[START]

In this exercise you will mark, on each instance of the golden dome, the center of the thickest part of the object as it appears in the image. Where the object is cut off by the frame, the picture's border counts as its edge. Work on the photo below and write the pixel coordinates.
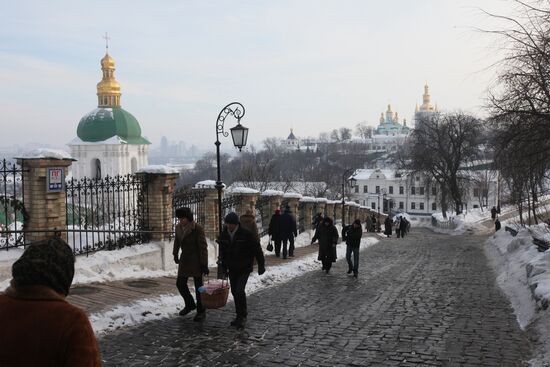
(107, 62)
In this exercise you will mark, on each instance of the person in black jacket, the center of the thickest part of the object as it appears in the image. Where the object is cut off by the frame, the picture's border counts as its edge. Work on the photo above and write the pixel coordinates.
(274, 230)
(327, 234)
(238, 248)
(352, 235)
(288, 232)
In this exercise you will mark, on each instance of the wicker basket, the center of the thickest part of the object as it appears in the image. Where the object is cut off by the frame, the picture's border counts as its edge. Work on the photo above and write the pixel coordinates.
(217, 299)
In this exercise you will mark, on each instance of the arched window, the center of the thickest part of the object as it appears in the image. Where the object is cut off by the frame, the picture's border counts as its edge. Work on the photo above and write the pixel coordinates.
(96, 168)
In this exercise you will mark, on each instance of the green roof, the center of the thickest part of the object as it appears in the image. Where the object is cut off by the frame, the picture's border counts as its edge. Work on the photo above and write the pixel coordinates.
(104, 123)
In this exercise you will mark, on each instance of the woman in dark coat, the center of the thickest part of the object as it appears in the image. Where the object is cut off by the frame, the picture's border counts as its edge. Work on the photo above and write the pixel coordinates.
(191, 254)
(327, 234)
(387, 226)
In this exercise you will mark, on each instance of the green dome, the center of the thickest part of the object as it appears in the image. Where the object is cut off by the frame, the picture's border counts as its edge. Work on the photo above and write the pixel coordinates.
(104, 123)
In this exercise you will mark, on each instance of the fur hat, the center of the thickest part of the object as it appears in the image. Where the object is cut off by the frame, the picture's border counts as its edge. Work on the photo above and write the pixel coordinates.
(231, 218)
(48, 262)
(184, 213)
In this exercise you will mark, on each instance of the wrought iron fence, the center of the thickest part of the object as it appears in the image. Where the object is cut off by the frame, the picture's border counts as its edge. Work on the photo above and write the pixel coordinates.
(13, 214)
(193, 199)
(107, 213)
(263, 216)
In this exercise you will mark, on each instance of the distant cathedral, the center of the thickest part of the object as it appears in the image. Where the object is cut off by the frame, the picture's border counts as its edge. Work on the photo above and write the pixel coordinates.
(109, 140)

[END]
[START]

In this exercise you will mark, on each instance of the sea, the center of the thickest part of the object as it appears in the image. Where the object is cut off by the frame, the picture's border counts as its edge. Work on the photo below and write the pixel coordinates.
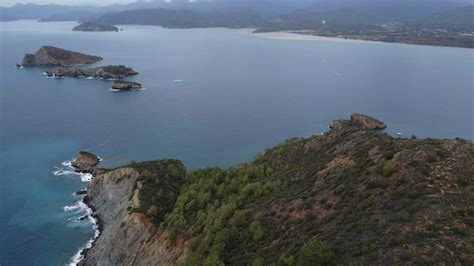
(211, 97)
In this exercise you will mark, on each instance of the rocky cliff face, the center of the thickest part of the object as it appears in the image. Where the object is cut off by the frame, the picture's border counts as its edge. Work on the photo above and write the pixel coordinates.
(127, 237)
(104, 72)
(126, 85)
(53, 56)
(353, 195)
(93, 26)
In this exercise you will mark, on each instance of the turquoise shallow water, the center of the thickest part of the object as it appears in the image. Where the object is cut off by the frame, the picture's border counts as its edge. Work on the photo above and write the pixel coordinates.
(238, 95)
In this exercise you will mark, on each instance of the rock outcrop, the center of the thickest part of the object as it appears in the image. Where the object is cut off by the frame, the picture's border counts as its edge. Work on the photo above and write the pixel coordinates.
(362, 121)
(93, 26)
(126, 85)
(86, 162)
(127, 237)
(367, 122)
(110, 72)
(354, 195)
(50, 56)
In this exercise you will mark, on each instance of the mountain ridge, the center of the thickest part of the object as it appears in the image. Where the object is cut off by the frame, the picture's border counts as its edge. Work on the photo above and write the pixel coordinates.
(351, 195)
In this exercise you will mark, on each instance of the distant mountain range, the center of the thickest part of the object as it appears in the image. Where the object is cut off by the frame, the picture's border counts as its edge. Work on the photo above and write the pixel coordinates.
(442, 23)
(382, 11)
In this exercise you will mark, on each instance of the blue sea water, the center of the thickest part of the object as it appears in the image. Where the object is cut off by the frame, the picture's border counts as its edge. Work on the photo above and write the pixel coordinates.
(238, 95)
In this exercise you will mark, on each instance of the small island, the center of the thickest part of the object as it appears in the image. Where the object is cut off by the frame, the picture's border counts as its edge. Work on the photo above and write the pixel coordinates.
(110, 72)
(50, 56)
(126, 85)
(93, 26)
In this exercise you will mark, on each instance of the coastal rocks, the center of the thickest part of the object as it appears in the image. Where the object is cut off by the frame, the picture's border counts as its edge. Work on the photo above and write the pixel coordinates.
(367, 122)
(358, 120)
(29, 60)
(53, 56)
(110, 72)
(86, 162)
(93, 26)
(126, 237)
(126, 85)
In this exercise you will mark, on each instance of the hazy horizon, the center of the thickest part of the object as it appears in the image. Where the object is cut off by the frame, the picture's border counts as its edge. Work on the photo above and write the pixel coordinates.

[END]
[START]

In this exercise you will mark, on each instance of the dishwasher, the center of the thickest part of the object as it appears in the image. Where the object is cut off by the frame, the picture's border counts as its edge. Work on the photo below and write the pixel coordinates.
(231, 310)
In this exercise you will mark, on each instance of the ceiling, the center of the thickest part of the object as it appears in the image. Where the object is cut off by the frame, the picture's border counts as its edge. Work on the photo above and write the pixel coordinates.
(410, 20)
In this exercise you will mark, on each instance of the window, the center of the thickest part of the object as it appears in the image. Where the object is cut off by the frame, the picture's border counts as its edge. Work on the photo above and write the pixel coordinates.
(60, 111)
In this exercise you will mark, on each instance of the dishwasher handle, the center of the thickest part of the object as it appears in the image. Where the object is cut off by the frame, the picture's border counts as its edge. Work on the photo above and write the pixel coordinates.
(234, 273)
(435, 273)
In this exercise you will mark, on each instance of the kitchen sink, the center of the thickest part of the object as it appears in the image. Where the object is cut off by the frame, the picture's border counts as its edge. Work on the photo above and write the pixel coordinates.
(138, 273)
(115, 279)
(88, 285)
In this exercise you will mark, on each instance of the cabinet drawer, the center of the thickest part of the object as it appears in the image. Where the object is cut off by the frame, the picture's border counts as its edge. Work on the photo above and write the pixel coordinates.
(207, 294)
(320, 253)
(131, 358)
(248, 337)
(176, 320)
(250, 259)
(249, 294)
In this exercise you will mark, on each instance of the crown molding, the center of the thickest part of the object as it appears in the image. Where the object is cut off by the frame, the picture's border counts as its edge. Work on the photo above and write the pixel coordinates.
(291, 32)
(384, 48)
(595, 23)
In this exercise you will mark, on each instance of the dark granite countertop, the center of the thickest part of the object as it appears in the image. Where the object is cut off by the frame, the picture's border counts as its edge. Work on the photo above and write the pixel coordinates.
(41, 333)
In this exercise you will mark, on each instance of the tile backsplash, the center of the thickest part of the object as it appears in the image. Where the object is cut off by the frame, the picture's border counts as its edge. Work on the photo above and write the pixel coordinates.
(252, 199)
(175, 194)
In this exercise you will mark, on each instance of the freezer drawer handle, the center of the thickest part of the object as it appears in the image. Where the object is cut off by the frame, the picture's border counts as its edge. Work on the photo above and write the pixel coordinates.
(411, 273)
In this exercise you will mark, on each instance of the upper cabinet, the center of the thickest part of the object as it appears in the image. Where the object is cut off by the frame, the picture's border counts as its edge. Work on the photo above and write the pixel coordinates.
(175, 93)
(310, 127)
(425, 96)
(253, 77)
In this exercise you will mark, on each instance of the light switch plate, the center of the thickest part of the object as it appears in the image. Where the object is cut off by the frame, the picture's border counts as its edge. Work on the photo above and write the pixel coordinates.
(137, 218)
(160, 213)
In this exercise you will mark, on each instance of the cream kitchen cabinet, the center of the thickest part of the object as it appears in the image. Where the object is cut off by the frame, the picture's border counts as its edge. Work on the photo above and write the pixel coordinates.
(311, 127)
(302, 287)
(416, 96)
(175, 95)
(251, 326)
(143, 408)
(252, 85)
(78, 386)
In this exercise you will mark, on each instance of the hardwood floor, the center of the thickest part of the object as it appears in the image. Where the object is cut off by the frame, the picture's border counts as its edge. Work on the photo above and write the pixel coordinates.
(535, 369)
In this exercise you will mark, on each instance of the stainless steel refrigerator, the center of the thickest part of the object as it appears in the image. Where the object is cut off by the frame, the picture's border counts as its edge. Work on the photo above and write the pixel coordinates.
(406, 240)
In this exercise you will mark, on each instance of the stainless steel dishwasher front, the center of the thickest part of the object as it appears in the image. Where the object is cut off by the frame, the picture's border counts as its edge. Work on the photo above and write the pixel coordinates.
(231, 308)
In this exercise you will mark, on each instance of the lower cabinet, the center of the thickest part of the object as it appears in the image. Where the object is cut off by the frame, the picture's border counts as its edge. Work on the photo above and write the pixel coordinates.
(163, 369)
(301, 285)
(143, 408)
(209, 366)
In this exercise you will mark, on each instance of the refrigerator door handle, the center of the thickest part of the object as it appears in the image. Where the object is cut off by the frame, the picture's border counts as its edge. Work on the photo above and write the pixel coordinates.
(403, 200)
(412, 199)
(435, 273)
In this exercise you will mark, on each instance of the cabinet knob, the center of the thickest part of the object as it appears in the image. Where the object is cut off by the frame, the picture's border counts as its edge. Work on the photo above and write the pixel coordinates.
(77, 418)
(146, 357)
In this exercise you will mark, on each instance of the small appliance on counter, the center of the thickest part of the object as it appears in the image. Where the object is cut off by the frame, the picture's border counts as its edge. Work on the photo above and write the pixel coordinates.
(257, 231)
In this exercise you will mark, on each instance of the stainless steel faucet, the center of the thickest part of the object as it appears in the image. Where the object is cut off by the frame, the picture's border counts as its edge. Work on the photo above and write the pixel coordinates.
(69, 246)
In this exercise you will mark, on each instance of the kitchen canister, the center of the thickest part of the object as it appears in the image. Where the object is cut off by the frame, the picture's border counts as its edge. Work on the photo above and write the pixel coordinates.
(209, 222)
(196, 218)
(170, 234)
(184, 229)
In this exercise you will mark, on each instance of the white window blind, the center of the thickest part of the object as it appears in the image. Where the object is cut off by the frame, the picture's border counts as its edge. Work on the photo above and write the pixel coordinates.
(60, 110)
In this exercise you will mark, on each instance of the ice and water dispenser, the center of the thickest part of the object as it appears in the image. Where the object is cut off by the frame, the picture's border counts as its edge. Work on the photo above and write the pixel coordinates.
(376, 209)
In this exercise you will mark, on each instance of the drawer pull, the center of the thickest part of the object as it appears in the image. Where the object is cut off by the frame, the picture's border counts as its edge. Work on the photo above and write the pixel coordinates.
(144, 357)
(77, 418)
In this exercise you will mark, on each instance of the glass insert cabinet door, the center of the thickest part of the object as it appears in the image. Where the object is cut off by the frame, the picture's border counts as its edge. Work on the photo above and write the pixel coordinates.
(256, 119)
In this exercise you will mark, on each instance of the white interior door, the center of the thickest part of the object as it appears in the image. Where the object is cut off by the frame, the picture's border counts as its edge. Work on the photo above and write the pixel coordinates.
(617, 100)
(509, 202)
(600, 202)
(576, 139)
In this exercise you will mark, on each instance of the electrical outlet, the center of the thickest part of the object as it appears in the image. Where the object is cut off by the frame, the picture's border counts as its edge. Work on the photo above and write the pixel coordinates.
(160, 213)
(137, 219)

[END]

** Task brief **
Filter the data above down to the lines that contain the word "lower", and copy each of those lines. Letter case counts.

** Correct response **
In this exercise you will mark, on each instance of the lower cabinet, the center of the thickest part of the object as it appears in the image. Where the object is cut off by the frame, the picture's border counts as its edge. Work on the photo above and write the pixel coordinates.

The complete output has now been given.